* DATASET RECORDS
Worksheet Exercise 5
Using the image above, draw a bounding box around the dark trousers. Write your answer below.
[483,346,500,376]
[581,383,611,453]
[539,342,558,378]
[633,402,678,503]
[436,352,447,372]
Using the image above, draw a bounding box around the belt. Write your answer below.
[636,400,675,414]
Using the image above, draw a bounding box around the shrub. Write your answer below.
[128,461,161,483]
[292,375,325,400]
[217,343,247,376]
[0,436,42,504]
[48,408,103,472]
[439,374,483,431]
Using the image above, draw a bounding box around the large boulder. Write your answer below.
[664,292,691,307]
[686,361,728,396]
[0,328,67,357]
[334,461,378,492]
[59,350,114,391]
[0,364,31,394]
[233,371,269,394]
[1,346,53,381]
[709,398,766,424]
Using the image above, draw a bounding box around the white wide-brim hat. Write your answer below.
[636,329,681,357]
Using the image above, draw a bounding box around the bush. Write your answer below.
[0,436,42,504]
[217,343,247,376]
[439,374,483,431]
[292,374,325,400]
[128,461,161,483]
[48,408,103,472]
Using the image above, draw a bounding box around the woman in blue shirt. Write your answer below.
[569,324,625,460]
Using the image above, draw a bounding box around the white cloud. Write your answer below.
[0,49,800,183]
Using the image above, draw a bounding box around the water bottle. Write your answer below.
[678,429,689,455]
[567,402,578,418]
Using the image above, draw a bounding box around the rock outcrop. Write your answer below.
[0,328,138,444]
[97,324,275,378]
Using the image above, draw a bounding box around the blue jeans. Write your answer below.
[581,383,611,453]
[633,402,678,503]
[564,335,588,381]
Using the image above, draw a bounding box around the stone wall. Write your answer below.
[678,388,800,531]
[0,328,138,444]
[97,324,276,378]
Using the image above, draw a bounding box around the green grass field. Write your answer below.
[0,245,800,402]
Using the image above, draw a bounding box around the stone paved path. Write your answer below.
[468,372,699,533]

* EXERCISE BRIEF
Write out all the records above again, exactly as they stand.

* SOLUTION FOR THIS TASK
Worksheet Exercise 5
Using the image above, draw a bounding box around the dark trousers. Write your answer below.
[483,346,500,376]
[581,383,611,453]
[539,342,558,378]
[633,402,678,503]
[436,352,447,372]
Using the image above, draw a bounding box around the belt. Write your answer below.
[636,400,675,414]
Using the image above, draw a bounding box around the shrub. Write your answer below.
[128,461,161,483]
[292,375,325,400]
[217,343,247,376]
[0,436,42,504]
[48,408,103,472]
[439,374,483,431]
Using the image above, draw a bounding box around the large boulder. Write your answer below.
[664,292,691,307]
[686,361,728,396]
[0,328,67,357]
[334,461,378,492]
[59,350,114,391]
[0,364,31,394]
[233,371,269,394]
[1,346,53,381]
[709,398,766,424]
Using the image above, draw a bounding box around the white wide-brim hat. Write your answer below.
[636,329,681,357]
Using the image above, draw a bounding box around the bush. Write your answer below.
[0,436,42,504]
[217,343,247,376]
[439,374,483,431]
[292,374,325,400]
[128,461,161,483]
[48,408,103,472]
Using the image above, draw a bounding box around the woman in blue shirt. Write your answer below.
[569,324,625,460]
Using the image above, draw a bounding box around the white cloud. Write your answer below.
[0,49,800,183]
Using the image above, draw a bounding box around the water bottle. Write your answer below.
[678,429,689,455]
[567,402,578,418]
Using the image above, draw a bounding box around the rock outcrop. Write your answer below.
[0,328,138,444]
[97,324,275,378]
Using the image above, draw a bounding box around the blue jeans. Write your answer below.
[581,383,611,453]
[633,402,678,503]
[564,335,588,381]
Using the image above, draw a bounding box around the stone wall. Write your answer below.
[678,388,800,531]
[0,328,138,444]
[97,324,276,378]
Using the image above, draw a bounding box around the green grass field. Write your answer below.
[0,245,800,402]
Using the image above, draw a bounding box around the stone paved path. Write your answer below.
[468,372,699,533]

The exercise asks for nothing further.